In the records below, take the line containing "Where can you spot the concrete floor?" and every line following it, and write them out exactly.

____ SUPPLIED DATA

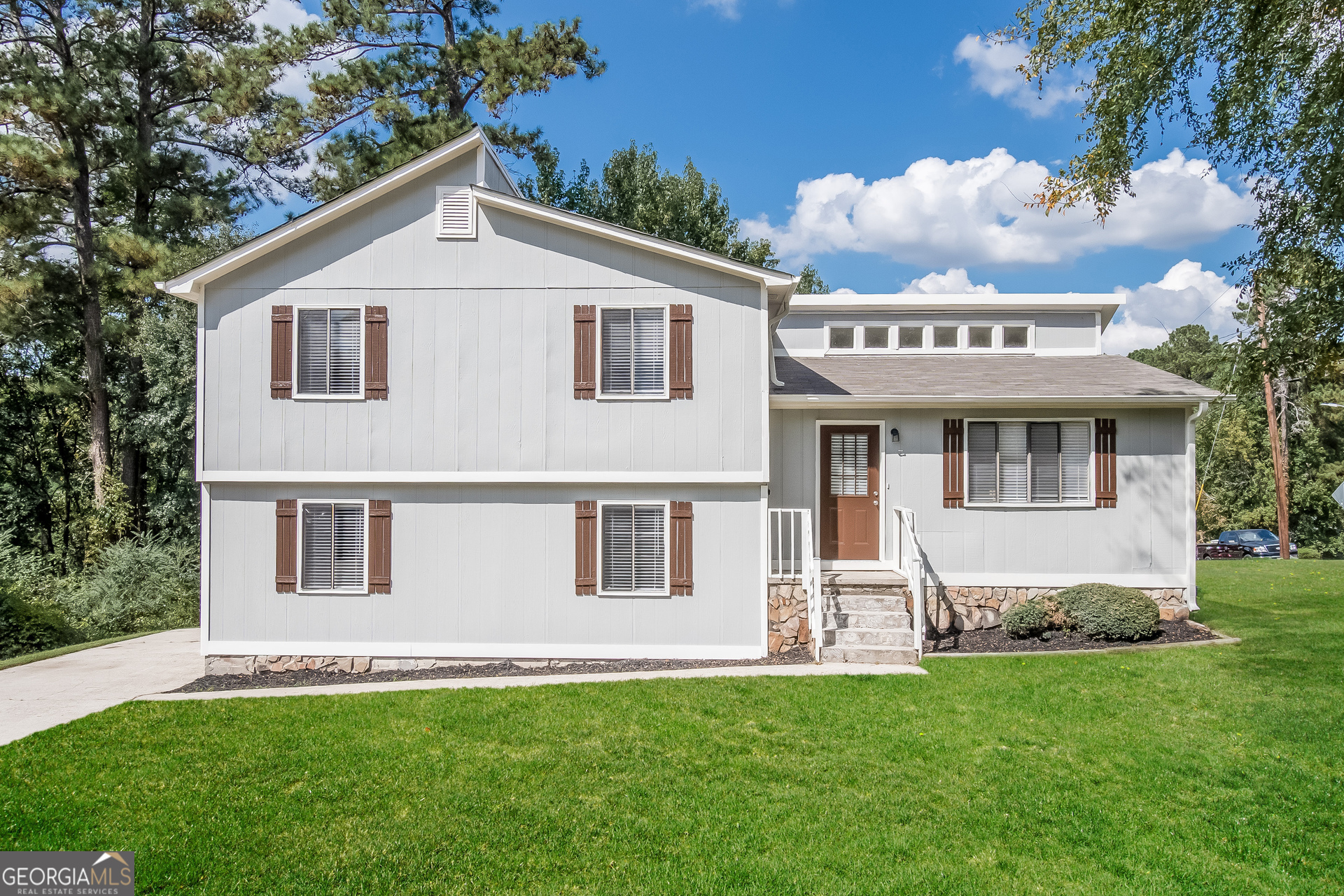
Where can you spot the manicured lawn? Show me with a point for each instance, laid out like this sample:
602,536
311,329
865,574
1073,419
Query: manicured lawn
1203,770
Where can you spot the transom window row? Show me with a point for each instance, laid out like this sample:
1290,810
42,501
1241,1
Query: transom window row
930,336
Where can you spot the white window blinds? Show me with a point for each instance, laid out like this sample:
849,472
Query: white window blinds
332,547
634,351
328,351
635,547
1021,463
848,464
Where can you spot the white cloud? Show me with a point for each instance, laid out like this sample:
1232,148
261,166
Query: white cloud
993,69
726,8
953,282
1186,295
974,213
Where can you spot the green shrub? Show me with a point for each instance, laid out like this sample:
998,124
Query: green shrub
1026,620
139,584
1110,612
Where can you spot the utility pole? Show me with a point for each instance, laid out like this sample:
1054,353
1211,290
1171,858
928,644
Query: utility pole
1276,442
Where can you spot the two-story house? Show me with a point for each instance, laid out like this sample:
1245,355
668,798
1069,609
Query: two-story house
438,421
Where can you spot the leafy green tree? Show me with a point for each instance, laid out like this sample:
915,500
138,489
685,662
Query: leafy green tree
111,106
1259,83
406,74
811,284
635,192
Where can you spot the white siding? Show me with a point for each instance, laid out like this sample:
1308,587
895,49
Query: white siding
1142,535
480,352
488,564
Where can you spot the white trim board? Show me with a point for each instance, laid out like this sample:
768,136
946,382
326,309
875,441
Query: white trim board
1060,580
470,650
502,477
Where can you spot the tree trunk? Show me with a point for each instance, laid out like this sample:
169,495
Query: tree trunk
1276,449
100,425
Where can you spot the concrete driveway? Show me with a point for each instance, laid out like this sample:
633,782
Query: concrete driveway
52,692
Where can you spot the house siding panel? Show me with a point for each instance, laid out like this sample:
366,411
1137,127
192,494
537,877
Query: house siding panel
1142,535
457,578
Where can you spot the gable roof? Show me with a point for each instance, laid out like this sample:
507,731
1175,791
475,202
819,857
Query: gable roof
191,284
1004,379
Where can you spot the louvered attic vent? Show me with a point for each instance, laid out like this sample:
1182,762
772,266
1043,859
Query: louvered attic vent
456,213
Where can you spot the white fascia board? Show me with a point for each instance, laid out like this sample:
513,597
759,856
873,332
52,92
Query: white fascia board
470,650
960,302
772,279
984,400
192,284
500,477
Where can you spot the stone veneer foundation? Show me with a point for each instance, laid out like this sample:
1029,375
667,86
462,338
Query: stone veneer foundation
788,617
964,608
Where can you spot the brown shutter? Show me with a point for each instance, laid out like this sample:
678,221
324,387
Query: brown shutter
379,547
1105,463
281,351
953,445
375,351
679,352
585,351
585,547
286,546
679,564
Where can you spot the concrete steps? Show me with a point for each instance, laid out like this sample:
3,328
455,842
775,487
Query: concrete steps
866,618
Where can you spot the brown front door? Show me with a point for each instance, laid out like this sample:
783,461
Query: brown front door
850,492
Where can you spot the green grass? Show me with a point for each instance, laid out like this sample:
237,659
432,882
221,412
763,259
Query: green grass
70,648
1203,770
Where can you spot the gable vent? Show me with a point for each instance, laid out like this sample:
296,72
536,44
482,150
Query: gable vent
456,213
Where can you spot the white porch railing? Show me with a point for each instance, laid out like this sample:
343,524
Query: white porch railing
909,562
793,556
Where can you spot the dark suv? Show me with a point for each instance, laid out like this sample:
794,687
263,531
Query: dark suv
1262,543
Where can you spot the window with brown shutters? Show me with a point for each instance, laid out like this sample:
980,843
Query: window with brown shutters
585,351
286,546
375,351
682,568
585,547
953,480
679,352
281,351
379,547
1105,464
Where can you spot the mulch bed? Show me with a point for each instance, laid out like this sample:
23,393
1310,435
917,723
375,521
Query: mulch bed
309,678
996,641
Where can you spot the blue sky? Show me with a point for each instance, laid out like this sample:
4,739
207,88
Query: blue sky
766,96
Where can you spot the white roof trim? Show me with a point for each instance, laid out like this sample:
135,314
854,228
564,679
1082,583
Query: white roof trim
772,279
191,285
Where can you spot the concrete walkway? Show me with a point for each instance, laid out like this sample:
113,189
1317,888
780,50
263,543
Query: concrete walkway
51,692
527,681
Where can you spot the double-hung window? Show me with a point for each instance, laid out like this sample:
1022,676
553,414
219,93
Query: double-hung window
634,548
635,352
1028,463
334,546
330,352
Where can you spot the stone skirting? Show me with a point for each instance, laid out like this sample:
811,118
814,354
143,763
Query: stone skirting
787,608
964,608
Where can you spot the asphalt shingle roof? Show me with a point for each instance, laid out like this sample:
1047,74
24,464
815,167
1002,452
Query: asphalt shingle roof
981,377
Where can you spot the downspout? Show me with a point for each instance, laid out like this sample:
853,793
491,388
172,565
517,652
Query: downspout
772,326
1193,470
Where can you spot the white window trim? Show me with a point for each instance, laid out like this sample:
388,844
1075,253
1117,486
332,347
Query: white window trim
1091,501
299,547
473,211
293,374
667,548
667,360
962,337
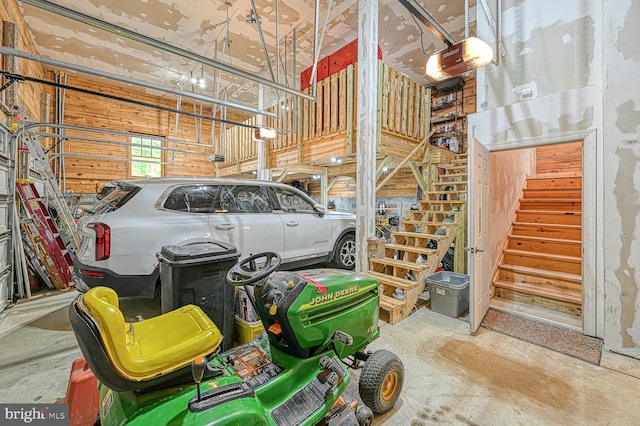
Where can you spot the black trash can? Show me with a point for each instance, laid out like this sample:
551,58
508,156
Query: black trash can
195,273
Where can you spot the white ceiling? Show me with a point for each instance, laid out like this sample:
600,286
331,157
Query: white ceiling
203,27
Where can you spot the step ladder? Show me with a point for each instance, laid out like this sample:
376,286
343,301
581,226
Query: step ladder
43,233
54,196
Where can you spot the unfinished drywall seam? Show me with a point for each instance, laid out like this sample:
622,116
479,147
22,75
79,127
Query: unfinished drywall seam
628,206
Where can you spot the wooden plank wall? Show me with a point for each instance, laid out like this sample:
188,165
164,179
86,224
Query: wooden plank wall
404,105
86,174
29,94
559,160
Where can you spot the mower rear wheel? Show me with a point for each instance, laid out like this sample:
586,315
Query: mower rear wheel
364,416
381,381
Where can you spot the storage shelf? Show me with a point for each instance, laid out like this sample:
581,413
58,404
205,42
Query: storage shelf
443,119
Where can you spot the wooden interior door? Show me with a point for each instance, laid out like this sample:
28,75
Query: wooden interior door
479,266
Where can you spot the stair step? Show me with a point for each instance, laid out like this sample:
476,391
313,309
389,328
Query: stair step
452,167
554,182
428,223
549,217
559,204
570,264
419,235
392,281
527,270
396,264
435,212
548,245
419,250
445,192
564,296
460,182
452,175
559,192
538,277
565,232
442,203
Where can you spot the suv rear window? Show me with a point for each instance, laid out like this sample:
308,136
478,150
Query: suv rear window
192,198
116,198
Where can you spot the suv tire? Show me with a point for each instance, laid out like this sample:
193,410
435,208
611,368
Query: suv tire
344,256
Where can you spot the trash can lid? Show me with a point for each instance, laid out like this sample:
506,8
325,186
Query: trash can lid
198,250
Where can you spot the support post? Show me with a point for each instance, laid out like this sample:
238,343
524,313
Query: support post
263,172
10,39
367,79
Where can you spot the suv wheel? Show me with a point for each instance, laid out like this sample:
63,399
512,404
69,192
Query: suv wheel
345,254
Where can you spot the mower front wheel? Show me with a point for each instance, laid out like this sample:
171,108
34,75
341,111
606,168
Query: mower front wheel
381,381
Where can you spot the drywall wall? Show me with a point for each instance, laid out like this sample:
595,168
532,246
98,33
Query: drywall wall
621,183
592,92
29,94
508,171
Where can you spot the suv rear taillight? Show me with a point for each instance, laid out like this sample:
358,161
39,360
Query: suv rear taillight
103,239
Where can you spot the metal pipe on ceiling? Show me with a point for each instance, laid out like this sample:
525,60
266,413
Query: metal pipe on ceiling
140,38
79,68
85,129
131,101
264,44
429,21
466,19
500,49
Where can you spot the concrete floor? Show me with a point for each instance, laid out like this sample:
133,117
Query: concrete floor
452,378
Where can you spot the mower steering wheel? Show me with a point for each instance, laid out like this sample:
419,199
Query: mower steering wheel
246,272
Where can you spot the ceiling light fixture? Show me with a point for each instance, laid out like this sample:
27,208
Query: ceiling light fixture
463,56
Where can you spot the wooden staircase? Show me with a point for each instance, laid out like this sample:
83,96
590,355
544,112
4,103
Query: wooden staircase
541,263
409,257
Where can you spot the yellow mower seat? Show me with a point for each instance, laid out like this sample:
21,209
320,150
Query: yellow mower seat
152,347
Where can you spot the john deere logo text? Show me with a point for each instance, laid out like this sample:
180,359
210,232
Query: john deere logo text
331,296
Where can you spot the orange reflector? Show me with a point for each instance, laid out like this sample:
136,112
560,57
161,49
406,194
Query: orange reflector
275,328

________

» **FINISHED EXERCISE**
Where can you spot the concrete floor? Show me with a point for each instance, laid out like this sample:
133,117
Query: concrete floor
452,378
Where can you spot the mower steering wheel? Show me with a point for each instance, laid out like this sample:
419,199
Query: mower steering wheel
246,272
Where can you spot the ceiling light fixture? Show me with a point for each instance, laid out like this sample:
27,208
Query: ceiling light fixture
463,56
Where can you spot the wooden staircase? Show me with a point for each instance, laid out like this sample:
83,96
590,355
544,112
4,103
Query: wooden staircase
541,263
409,257
Where can you spot the yellow mower seat? Show me with a point for each instance, laid out like this sample:
21,209
320,150
Query: yellow mower seat
152,347
Where can you spot the john deere logo text? Show me with a point for each instance, laid out like this sample:
180,359
210,232
Query: john deere logo text
331,296
Where can you spot the orange reflector? Show me with a point for each instance, laid out like this sample:
136,112
560,57
161,49
406,194
Query: orange reflector
275,328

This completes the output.